▶ _Task brief_
When the line containing "Expected: one point per instance of the hair" appears in the data below, begin copying there and stop only after the line containing "Expected: one point per instance of the baby's ear, reported".

▶ _Data to process_
________
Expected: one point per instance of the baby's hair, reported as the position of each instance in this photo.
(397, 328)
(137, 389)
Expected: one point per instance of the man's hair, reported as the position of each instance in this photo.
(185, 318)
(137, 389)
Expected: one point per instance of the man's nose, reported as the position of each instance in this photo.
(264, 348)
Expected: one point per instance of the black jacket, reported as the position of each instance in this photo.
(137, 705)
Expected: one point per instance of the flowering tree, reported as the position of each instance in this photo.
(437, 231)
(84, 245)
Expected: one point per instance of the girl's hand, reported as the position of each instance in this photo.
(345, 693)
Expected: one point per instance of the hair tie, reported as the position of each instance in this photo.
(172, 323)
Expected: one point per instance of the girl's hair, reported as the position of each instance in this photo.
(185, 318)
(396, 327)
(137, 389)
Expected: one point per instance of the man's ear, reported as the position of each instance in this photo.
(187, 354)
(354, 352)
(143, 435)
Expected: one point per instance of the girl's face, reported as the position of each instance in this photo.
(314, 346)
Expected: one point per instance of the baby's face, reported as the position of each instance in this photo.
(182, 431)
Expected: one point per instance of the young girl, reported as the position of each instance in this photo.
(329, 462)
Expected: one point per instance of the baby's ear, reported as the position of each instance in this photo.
________
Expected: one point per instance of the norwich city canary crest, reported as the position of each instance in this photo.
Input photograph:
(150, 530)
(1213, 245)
________
▶ _Result of the exercise_
Expected: one point per instance of the hair tie, reported as the position of each instance in this photo.
(172, 323)
Expected: one point per instance of the girl's hair, reported as the position of each instance in this photo.
(185, 318)
(396, 327)
(137, 389)
Expected: one point per instance of the man's ear, reported as the position of each instance in this photo.
(187, 354)
(354, 352)
(143, 435)
Expected: one point per instance of the girl's face, reported as the position of each instance in this photo.
(314, 346)
Expected: one point per instance of the baby's face, reported as the position of each instance in this photo.
(182, 431)
Expected: one point per instance of the young girl, reported as the position of each instance in this photo.
(329, 462)
Expected: one point per instance of the baby's ear, reported as the position of each instance in this photo.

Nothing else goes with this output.